Selected passage.
Goldstar Air was a planned Ghanaian airline to be based at Kotoka International Airport in Accra. It planned to launch flights to both regional and long-haul destinations, but never commenced operations. As of 2021, the airline is no longer listed as having a valid Air Carrier License by Ghana Civil Aviation Authority.

The company has repeatedly been recognized as among the most notorious "fake airlines" of the world as it failed to commence operations despite numerous public statements and advertisements. In 2017, Ghana Civil Aviation Authority released a statement advising the public not to do business with Goldstar Air since the company lacked any operating permit.

Goldstar Air claimed to be a strategic partner of the Government of Liberia to establish Lone Star Air in 2020 as the national airline of Liberia, but that carrier also failed to commence operations.

History 
Goldstar Air was founded in 2014 as Goldstar Airlines. It planned to begin operations on 13 June 2014 with twice-weekly flights to Baltimore in the United States and London–Gatwick, followed by Guangzhou, China and Natal in Brazil. The airline planned to use McDonnell Douglas MD-11 and Boeing 747 aircraft. However, the launch date was postponed to late July 2014 before being indefinitely postponed, as the airline was still awaiting certification from the GCAA.

Goldstar Air has experienced delays in receiving certification from the GCAA. In September 2014, it appealed to President John Dramani Mahama for help, as the GCAA had still not inspected the airline's aircraft and facilities in the United States. In July 2015, Goldstar Air threatened to stage a protest in Accra against the GCAA, after it allowed South African Airways to operate the same route Goldstar Air had applied for (Accra to Washington, D.C.). However, the protest was avoided when Minister for Transport Dzifa Ativor ordered the GCAA to inspect Goldstar Air's aircraft.

Object position labeling entries:

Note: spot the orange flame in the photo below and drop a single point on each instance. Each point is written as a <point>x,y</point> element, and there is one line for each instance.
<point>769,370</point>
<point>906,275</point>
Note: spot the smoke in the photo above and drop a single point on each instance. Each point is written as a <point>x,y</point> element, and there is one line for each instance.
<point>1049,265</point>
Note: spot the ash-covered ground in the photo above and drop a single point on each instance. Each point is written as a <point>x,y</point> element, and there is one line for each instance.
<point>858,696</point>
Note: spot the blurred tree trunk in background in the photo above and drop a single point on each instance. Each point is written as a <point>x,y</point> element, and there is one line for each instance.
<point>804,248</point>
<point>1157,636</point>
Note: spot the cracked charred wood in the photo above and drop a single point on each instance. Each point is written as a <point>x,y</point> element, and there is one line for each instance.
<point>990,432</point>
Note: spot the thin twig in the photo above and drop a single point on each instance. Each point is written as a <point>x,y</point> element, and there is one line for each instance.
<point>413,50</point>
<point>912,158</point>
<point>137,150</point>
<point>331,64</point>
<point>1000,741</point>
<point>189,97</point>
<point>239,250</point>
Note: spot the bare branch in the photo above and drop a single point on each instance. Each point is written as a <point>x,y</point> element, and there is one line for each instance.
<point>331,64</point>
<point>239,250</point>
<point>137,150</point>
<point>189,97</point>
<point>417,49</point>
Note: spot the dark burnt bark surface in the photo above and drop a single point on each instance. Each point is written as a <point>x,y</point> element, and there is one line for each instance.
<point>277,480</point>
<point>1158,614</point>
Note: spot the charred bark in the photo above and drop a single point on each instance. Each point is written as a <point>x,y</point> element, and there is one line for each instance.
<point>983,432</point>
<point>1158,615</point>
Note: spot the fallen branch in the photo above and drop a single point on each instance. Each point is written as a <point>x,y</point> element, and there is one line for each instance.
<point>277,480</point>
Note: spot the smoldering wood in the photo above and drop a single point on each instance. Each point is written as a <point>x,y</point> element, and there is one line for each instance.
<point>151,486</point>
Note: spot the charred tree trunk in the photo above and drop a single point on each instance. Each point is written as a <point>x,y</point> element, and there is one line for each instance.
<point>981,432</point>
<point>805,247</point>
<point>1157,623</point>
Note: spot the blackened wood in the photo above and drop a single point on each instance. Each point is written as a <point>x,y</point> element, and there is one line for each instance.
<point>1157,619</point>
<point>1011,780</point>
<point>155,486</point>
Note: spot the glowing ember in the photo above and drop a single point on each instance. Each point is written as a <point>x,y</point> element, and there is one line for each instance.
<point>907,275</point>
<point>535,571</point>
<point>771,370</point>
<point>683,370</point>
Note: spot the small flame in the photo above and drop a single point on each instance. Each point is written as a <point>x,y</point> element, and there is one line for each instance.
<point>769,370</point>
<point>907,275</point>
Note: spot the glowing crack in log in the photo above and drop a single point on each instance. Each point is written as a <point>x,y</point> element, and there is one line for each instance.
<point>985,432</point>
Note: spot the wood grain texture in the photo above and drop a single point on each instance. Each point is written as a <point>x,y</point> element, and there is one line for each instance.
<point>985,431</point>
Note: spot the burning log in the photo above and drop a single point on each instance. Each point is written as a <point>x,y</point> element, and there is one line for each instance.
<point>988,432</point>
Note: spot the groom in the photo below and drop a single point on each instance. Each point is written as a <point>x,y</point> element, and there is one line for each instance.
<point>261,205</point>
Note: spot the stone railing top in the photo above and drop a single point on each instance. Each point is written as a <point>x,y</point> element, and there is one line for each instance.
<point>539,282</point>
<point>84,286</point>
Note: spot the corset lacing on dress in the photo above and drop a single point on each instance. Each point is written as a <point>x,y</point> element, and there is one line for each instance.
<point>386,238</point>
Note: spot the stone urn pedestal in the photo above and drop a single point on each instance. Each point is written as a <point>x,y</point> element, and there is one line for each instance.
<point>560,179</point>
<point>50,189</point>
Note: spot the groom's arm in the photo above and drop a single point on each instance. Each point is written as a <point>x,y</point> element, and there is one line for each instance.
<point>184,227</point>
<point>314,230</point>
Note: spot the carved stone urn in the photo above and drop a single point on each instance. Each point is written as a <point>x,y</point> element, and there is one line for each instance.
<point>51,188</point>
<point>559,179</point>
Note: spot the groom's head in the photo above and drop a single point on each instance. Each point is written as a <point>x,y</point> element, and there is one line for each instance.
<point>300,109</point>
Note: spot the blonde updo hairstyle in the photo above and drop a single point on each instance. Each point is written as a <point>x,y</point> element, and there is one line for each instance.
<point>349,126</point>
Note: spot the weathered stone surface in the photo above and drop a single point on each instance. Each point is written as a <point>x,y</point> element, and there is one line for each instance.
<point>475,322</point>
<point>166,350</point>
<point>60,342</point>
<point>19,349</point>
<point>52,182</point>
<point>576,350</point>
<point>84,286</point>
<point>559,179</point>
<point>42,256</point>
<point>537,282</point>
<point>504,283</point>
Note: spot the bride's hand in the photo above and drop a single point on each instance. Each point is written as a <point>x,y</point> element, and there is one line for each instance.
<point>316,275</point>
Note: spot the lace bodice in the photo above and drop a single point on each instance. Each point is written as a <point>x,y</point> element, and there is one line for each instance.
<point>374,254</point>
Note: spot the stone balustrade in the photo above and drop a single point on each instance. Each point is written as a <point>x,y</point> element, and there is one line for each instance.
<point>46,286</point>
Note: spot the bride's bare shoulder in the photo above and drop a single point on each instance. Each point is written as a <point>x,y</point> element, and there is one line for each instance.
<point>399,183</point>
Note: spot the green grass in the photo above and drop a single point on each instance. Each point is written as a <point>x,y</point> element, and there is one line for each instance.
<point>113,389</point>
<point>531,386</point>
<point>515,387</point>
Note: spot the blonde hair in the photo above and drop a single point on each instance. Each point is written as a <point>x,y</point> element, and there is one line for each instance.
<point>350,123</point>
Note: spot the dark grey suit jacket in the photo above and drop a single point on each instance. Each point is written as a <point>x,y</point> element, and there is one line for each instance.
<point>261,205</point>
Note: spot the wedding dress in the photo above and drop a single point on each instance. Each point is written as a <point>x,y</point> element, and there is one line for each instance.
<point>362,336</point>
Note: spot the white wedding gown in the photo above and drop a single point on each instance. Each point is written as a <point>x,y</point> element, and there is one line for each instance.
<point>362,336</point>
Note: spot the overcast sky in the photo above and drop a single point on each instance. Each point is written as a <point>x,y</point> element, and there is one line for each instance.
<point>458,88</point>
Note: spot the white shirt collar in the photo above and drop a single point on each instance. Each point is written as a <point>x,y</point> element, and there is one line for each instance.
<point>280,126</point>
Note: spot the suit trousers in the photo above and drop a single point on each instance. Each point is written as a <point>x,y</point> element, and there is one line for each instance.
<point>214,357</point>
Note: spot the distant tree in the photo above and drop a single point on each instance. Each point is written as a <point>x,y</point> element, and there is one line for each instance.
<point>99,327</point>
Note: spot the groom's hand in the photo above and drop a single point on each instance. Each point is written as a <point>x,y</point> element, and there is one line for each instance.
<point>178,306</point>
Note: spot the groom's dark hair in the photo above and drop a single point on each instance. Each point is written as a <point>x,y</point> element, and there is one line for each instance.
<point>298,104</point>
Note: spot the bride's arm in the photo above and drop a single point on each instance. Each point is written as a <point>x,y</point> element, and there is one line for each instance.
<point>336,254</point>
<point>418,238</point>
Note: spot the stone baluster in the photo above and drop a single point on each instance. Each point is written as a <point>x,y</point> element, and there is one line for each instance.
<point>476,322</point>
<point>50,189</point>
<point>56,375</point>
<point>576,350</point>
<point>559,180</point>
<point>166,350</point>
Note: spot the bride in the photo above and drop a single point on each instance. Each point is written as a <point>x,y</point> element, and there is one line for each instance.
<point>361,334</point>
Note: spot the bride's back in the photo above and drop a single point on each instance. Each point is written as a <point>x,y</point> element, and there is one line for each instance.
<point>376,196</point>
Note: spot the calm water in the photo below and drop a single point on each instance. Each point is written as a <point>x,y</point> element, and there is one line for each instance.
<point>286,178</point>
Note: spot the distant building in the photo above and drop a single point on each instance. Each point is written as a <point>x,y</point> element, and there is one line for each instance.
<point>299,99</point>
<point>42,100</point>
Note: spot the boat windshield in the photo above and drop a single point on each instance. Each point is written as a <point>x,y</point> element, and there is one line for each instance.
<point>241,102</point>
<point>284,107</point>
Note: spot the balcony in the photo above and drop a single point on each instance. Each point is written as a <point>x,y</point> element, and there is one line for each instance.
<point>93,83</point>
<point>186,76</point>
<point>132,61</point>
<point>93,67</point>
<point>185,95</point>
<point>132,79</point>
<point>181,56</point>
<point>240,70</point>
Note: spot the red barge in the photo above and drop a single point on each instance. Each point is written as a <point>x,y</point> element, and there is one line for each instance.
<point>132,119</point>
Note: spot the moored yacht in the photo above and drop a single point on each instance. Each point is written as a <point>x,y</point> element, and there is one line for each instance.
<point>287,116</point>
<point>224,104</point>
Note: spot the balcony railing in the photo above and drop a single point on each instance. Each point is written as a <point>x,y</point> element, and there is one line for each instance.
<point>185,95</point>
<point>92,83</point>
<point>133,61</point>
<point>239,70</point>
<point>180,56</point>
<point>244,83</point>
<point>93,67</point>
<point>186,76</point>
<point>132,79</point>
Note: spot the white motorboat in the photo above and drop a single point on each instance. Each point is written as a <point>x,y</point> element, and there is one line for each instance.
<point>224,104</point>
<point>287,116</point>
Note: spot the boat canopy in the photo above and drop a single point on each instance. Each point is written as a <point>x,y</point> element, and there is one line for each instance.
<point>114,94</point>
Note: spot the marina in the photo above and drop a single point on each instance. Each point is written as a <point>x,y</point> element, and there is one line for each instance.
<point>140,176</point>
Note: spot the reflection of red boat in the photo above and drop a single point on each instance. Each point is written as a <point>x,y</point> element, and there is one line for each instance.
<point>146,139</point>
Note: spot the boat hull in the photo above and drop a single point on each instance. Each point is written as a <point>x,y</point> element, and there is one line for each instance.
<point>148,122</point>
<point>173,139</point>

Request 1. For the Goldstar Air text, decide whether each statement below agrees with it, answering yes or no and quoting the words that settle it: (a) Goldstar Air planned to fly McDonnell Douglas MD-11 and Boeing 747 aircraft. (b) In 2017 the Ghana Civil Aviation Authority granted Goldstar Air an operating permit. (c) Goldstar Air's planned protest in Accra against the GCAA went ahead.
Request 2. Copy everything in the Goldstar Air text from "The company has" down to "any operating permit.", substituting "infamous" for "notorious".
Request 3. According to the Goldstar Air text, under what name was the airline founded in 2014?

Worked answer 1.
(a) Yes: "The airline planned to use McDonnell Douglas MD-11 and Boeing 747 aircraft."
(b) No: "advising the public not to do business with Goldstar Air since the company lacked any operating permit."
(c) No: "However, the protest was avoided when Minister for Transport Dzifa Ativor ordered the GCAA to inspect Goldstar Air's aircraft."

Worked answer 2.
The company has repeatedly been recognized as among the most infamous "fake airlines" of the world as it failed to commence operations despite numerous public statements and advertisements. In 2017, Ghana Civil Aviation Authority released a statement advising the public not to do business with Goldstar Air since the company lacked any operating permit.

Worked answer 3. Goldstar Airlines.